> **Aufgaben**:
1/ Beantworten Sie anhand des Textauszugs über Bücher diese Fragen:
(a) Womit werden Bücher im ersten Absatz verglichen?
(b) Welches Nachschlagewerk gibt laut dem Textauszug nach dem Brockhaus seine Printausgabe auf?
(c) Mit welchen vier Eigenschaften wird das Nachschauen in Wikipedia beschrieben?
2/ Schreiben Sie den Textauszug über Bücher im Vergleich zu digitalen Medien nach seinem letzten Satz weiter.

=== Textauszug ===

Wahrscheinlich ist ihnen vor allem im Kindesalter nicht vermittelt worden, dass Bücher Portschlüssel in abenteuerliche, fantastische, spannende Welten sind: Man fasst sie an, kann sie nicht loslassen, wird von ihnen angezogen, aufgesogen, stürzt hinein und verliert den Bezug zur Realität, gerät ins Träumen. Bücher machen süchtig.

Wer Bücher liebt und den Umgang mit ihnen gewöhnt ist, wird auch nie ein e-book wollen. Ein Buch hat ein Gesicht, ein Gewicht, einen Duft nach Staub, nach Druckerschwärze, nach altem oder neuem Papier, es ist klein oder groß gedruckt, mit engem oder breitem Satzspiegel, die Typen sind kantig oder geschmeidig, altmodisch oder modern, mit Serifen oder ohne. Das Papier ist grob oder glatt, weiß oder gelblich, leicht oder schwer. Vom Einband gar nicht zu reden: seine Textur liegt in der Hand, Leinen, Pappe, geprägt, mit glattem Schutzumschlag, vielleicht auch aus altem Leder oder Pergament. Jedes Buch ist anders, unverwechselbar, einzigartig.

Gewiss, werden jetzt manche Googlefetischisten einwenden, aber wenn es nicht um Unterhaltung geht sondern um knallhartes Wissen ... da sind Bücher doch veraltet, bevor sie erscheinen, oder nicht? Gibt nach dem Brockhaus jetzt nicht sogar schon die renommierte Encyclopaedia Britannica ihre Printausgabe auf?

Ja, das ist richtig. Und es ist traurig. Und ich fühle mich auch ein wenig mitschuldig, weil auch ich allzuoft und gerne etwas in Wikipedia nachschaue. Das ist schnell, umfassend, aktuell, zuverlässig.

=== Zu prüfendes Material ===

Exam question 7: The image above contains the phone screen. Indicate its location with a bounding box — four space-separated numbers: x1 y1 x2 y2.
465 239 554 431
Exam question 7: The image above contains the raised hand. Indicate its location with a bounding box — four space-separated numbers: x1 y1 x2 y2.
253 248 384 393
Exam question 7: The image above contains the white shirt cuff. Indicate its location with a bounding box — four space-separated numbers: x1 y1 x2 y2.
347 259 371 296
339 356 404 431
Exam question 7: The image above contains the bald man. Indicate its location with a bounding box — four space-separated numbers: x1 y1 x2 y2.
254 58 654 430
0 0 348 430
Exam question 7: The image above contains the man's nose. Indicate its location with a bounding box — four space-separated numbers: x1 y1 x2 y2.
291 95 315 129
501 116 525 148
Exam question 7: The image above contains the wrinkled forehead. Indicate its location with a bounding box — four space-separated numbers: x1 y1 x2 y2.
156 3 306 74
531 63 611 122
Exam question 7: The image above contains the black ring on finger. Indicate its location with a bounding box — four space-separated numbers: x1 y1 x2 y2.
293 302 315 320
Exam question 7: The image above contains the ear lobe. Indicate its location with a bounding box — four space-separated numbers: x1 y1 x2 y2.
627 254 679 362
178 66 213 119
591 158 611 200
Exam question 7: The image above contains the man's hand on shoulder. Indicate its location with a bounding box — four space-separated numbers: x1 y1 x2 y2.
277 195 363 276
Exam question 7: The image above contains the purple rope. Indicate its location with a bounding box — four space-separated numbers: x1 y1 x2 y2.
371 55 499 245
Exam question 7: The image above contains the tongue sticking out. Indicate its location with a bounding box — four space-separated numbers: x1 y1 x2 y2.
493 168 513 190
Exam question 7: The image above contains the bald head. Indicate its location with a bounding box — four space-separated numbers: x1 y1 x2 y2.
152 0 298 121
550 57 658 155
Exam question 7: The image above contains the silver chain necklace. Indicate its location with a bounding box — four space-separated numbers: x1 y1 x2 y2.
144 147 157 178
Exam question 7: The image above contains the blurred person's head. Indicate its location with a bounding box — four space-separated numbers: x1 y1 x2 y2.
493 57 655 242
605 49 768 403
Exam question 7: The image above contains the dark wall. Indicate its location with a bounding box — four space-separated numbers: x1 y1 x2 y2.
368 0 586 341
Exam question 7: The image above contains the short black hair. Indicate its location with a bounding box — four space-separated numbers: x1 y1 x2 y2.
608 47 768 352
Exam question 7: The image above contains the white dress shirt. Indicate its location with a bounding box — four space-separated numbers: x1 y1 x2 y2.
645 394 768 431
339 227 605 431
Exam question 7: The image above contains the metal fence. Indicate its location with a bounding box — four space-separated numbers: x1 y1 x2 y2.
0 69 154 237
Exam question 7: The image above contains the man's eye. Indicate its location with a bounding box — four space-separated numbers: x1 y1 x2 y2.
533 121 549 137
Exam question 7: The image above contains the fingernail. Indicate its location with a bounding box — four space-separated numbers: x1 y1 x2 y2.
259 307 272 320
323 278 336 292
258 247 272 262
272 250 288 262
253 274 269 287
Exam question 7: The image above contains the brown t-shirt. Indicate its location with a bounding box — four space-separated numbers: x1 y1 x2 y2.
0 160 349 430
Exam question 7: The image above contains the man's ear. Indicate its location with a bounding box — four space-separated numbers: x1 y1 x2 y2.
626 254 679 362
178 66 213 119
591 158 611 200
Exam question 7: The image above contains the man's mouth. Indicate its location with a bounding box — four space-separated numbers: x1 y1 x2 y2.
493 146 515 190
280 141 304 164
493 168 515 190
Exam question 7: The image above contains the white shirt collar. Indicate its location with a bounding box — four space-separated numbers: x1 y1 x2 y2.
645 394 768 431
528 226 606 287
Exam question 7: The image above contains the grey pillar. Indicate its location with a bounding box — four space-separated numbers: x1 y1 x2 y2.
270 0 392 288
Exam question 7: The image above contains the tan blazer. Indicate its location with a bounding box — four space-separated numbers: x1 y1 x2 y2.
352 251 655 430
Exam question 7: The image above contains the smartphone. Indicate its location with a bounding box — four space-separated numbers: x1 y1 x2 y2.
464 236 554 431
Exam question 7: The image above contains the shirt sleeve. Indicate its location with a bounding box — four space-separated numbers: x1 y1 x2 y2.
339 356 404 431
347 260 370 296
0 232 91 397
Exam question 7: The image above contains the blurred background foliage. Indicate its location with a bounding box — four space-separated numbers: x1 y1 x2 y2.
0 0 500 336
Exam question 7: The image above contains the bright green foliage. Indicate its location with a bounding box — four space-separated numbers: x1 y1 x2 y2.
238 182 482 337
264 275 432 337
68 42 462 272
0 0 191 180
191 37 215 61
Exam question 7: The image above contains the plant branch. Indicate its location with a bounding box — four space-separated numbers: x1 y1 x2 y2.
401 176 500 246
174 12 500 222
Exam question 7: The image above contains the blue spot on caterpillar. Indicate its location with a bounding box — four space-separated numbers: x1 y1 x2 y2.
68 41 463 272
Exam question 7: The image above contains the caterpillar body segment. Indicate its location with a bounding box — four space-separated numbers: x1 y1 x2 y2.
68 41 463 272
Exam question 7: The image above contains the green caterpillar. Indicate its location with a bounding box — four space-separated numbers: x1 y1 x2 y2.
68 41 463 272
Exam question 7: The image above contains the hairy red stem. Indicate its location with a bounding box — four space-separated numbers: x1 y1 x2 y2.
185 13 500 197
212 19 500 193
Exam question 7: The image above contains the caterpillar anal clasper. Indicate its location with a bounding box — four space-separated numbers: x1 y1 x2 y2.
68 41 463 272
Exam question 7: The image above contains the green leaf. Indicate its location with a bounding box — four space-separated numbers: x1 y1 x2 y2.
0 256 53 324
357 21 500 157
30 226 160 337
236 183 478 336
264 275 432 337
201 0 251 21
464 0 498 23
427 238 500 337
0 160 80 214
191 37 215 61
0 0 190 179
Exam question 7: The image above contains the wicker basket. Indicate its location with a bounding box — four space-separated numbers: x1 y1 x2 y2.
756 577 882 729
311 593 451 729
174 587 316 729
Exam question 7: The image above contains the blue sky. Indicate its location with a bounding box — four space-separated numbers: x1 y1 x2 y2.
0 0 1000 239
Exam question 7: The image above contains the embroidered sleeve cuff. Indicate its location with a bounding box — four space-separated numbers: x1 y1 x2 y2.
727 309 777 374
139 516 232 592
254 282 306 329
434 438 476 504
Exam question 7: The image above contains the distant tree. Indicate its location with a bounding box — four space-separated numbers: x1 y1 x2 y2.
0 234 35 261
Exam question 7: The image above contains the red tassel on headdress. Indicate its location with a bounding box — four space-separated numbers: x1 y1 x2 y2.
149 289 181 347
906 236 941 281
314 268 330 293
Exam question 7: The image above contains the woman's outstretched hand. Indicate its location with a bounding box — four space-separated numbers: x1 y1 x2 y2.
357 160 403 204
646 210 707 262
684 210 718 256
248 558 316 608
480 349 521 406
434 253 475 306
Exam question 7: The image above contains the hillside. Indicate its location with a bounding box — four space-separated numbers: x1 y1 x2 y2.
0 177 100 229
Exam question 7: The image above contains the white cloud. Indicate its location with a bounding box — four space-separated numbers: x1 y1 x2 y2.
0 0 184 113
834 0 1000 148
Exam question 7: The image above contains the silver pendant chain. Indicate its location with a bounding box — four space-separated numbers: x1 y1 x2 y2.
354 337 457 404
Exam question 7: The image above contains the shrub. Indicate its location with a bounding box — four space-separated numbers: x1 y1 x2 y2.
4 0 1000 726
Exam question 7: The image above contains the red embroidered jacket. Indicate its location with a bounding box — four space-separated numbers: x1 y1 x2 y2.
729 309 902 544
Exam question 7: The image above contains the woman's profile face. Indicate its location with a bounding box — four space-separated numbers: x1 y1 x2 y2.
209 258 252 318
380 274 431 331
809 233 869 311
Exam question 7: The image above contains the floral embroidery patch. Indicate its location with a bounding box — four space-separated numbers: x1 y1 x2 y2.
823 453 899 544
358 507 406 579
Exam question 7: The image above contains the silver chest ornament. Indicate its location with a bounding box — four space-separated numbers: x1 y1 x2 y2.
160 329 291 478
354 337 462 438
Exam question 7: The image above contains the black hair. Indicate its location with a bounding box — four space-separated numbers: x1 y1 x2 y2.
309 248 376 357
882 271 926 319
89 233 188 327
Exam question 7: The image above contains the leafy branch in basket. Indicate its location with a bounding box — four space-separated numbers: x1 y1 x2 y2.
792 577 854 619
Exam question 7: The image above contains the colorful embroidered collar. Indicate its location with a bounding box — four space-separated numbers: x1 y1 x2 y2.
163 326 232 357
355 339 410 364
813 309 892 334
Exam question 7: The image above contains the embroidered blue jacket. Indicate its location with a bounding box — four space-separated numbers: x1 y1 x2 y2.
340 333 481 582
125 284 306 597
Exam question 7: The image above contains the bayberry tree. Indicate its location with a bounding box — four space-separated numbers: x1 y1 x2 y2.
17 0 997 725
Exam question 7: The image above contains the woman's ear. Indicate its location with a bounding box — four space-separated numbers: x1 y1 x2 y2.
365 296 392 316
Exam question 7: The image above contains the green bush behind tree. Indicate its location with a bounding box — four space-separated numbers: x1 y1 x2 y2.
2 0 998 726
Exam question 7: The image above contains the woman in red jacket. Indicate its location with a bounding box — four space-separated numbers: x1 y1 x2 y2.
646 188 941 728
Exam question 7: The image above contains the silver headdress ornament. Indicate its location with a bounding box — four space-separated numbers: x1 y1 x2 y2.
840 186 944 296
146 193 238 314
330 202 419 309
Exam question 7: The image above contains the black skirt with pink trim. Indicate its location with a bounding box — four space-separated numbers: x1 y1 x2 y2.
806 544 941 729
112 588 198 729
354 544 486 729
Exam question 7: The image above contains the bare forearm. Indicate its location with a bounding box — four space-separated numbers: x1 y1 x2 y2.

===

> **Lösungen**:
1/
(a) Bücher werden mit Portschlüsseln in abenteuerliche, fantastische, spannende Welten verglichen.
(b) Die Encyclopaedia Britannica gibt ihre Printausgabe auf.
(c) Das Nachschauen in Wikipedia wird als schnell, umfassend, aktuell und zuverlässig beschrieben.

2/
Aber manchmal gehe ich auch bewusst zum Regal, ziehe den entsprechenden Band des „Meyer“ heraus und blättere mich zum Stichwort durch. Auch wenn der Artikel dann meist viel knapper ausfällt, als ich es aus dem weltweiten Selbstbedienungsladen gewöhnt bin. Was mir aber Wikipedia nicht bieten kann, ist das Hängenbleiben beim Blättern. Ein Beispiel: Ich suche die Zusammensetzung von Kaolin. Beim Aufschlagen der Seiten lande ich zunächst bei J. „Jütland“. Kurz bleibe ich kleben und bin neugierig, ob mich meine Erinnerung bezüglich dessen geographischer Lage nicht trügt. Weiter über „Karst“. Zu weit. Das Foto einer Höhle hindert mich am Weiterblättern. So schnell kann man nicht wegschauen, wie der Blick haften bleibt. Ich reiße mich los, klebe an „Kant“ fest - das war doch der in Königsberg? Der mit dem Senf? - und erreiche erst nach vier weiteren Stationen mein Ziel. Ich erinnere mich, wie ich mich in meiner Kindheit oft stundenlang hemmungslos im Lexikon habe treiben lassen. Wer sagt da, Nachschlagewerke seien nicht spannend?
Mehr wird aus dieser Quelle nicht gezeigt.